* BEGIN *

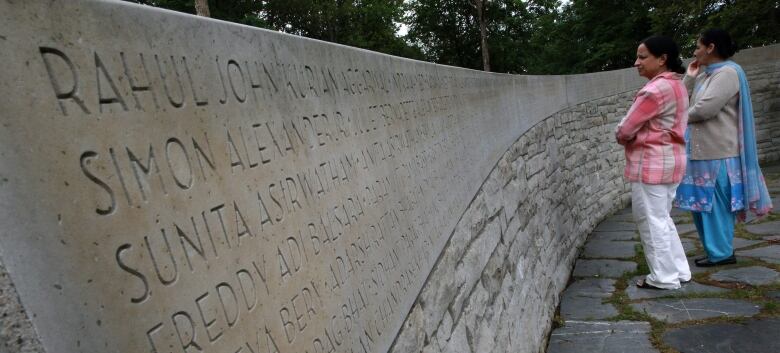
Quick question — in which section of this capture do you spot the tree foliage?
[125,0,780,74]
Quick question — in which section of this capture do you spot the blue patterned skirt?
[674,157,745,212]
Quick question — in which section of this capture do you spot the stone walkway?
[547,164,780,353]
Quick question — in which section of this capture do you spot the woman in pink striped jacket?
[615,36,691,289]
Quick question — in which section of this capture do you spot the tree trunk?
[195,0,211,17]
[472,0,490,72]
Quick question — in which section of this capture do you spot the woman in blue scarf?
[675,29,772,267]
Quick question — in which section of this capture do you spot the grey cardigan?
[683,66,739,160]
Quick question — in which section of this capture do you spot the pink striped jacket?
[615,72,688,184]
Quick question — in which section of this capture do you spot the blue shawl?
[706,60,772,218]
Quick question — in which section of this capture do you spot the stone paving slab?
[573,259,637,278]
[561,278,618,321]
[662,318,780,353]
[594,219,636,232]
[710,266,780,286]
[547,321,658,353]
[606,212,635,223]
[580,240,639,259]
[674,223,698,236]
[732,237,763,249]
[737,245,780,264]
[680,238,698,254]
[631,298,761,323]
[688,253,712,275]
[588,231,639,241]
[626,275,728,300]
[745,221,780,235]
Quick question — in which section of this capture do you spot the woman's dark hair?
[699,28,737,59]
[642,36,685,74]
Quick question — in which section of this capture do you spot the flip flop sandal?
[635,280,664,290]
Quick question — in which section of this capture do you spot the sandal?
[634,279,664,290]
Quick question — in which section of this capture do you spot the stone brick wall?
[735,45,780,161]
[391,46,780,353]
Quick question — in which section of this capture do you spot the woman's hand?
[685,60,699,77]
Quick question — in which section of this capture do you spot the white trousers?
[631,183,691,289]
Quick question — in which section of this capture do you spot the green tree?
[406,0,528,72]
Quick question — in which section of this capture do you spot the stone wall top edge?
[99,0,515,77]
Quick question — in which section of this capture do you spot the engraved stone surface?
[0,0,568,352]
[0,4,780,353]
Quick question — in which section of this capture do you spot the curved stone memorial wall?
[0,0,780,353]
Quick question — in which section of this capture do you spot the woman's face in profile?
[693,39,715,65]
[634,44,666,80]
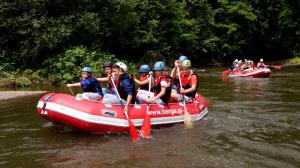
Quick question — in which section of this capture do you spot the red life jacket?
[181,74,198,98]
[151,75,172,103]
[140,75,149,90]
[115,74,136,104]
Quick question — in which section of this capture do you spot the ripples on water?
[0,69,300,168]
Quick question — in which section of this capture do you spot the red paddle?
[222,70,230,76]
[110,78,140,141]
[271,65,281,70]
[141,75,152,138]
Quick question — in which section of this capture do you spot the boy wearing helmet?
[134,65,154,90]
[97,61,115,95]
[172,60,198,102]
[103,62,135,111]
[257,58,267,68]
[137,61,171,105]
[67,67,103,100]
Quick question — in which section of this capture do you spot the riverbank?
[0,91,46,100]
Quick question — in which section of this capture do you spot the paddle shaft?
[110,77,129,115]
[146,75,152,115]
[68,87,74,96]
[177,66,186,106]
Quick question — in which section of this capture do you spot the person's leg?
[170,89,180,102]
[136,90,154,104]
[82,92,101,100]
[102,88,112,95]
[177,95,193,103]
[76,93,83,100]
[153,99,165,105]
[102,94,126,104]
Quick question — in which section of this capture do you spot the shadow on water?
[0,68,300,168]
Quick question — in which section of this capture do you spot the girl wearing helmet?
[257,58,267,68]
[97,61,115,95]
[102,62,135,111]
[172,60,198,102]
[137,61,171,105]
[67,67,103,100]
[134,65,154,90]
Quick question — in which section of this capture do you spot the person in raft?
[102,62,135,111]
[171,60,198,102]
[136,61,171,105]
[171,55,193,94]
[256,58,267,68]
[97,61,115,95]
[67,67,103,100]
[230,59,239,71]
[134,65,154,103]
[134,64,154,91]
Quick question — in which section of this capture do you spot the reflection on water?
[0,69,300,167]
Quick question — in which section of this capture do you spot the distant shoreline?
[0,91,46,100]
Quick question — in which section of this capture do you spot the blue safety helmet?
[139,65,150,73]
[81,67,92,73]
[178,55,188,62]
[153,61,166,71]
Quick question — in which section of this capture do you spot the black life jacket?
[151,75,172,104]
[117,74,136,104]
[140,75,149,91]
[82,76,103,96]
[182,74,198,98]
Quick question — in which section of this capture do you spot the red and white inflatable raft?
[229,68,272,78]
[37,93,208,133]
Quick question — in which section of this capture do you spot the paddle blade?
[273,65,281,70]
[141,114,151,138]
[184,111,193,129]
[128,120,140,141]
[222,70,229,76]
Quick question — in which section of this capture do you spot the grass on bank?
[286,56,300,64]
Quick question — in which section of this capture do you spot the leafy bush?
[44,46,136,83]
[14,76,32,87]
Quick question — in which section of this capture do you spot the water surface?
[0,68,300,168]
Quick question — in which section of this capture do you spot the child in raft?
[136,61,171,105]
[171,60,198,102]
[67,67,103,100]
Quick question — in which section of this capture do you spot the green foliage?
[14,77,32,87]
[0,0,300,77]
[44,46,136,83]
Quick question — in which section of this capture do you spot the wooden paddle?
[271,65,281,70]
[177,66,193,129]
[141,75,152,138]
[110,77,140,141]
[222,70,230,76]
[68,87,74,96]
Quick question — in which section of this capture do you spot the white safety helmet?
[116,62,128,72]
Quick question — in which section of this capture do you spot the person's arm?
[134,78,150,85]
[171,60,179,78]
[97,76,109,82]
[122,79,134,112]
[124,95,132,112]
[149,87,167,102]
[180,84,197,94]
[180,75,198,94]
[67,82,81,87]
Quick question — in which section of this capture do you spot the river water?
[0,68,300,168]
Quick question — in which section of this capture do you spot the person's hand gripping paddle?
[110,77,140,141]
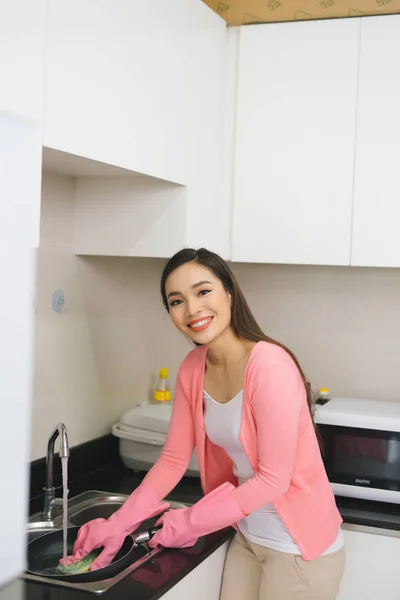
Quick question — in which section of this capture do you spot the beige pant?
[221,531,345,600]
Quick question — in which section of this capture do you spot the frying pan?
[27,527,160,583]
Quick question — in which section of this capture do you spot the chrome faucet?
[41,423,69,521]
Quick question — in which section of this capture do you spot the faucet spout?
[41,423,70,521]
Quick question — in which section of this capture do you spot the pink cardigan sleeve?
[143,367,195,500]
[234,362,305,515]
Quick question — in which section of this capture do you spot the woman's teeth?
[189,317,212,329]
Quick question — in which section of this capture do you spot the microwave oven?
[315,397,400,504]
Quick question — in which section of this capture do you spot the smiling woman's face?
[165,262,231,344]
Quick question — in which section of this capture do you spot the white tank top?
[204,390,344,554]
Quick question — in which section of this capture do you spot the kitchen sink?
[27,491,190,541]
[23,490,190,594]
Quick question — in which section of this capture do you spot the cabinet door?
[337,525,400,600]
[232,19,360,265]
[0,0,45,584]
[351,15,400,267]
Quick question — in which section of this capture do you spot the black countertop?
[5,435,400,600]
[17,465,234,600]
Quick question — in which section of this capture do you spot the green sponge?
[57,550,101,575]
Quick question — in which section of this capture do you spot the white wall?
[31,174,400,459]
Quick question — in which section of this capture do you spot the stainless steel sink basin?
[23,490,190,594]
[27,490,190,539]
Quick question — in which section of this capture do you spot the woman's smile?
[188,317,213,332]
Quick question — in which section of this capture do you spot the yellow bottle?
[153,369,171,402]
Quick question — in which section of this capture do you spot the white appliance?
[315,397,400,504]
[112,404,200,477]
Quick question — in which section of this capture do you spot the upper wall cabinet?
[351,15,400,267]
[232,19,360,265]
[44,0,219,188]
[44,0,230,257]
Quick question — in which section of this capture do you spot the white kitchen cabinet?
[44,0,188,183]
[337,524,400,600]
[161,542,229,600]
[232,19,360,265]
[351,15,400,268]
[44,0,230,257]
[0,0,46,584]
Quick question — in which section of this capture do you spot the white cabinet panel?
[0,0,46,593]
[337,525,400,600]
[351,15,400,267]
[232,19,360,265]
[44,0,188,183]
[44,0,230,257]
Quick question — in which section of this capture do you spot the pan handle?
[132,525,162,544]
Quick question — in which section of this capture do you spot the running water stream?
[61,456,68,558]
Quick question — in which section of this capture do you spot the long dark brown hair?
[161,248,319,437]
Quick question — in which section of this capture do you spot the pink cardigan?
[145,342,342,560]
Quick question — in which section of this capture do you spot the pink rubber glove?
[60,483,169,571]
[148,482,245,548]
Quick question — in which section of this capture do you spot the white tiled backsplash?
[31,174,400,460]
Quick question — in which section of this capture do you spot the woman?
[68,249,345,600]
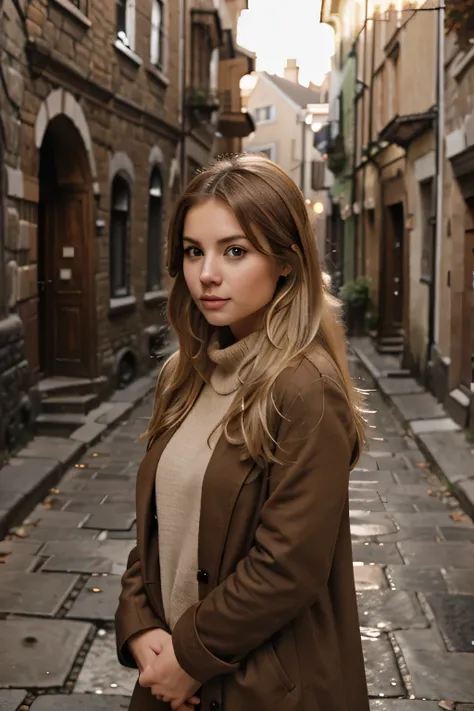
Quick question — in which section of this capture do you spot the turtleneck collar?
[207,331,260,395]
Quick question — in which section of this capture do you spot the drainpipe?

* END *

### What is expected
Rewrite the entries from the line with "the wooden paddle?" up to and including the line with "[189,317,212,329]", substituting "photo" for every "capture" and leaving everything else unchanged. Leave the pictures out of your answer.

### Solution
Quick question — in which section of this photo do you spot the wooden paddle?
[271,65,281,70]
[177,66,193,129]
[141,75,152,138]
[110,77,140,141]
[222,70,230,76]
[68,87,74,96]
Quick question — in which section of this photo do you spot the white safety helmet?
[116,62,128,72]
Quick question — in which section of this photo do you spot the person's arm?
[134,78,150,85]
[171,60,179,78]
[97,76,109,82]
[122,79,134,112]
[124,95,132,112]
[149,87,167,102]
[180,84,197,94]
[180,75,198,94]
[67,82,81,87]
Quick question — in which section of this photo do you spot the river water?
[0,68,300,168]
Quick question — in which section of this photo do you spot the person's hand gripping paddle?
[110,77,140,141]
Quick question — in which section of this photo do you spot the beige pant?
[221,531,345,600]
Quick question — in which section of this photo do you spot the frying pan?
[27,527,160,583]
Quick question — in which section of this photo do you spot the chrome faucet?
[41,423,69,521]
Quick question — in which section of this photo do you spot the faucet spout?
[41,423,70,521]
Quick question — in which section of this photo do you spot the pink cardigan sleeve?
[143,367,195,500]
[234,362,305,515]
Quick question — in which section of this photo do you spot the woman's teeth?
[189,317,212,329]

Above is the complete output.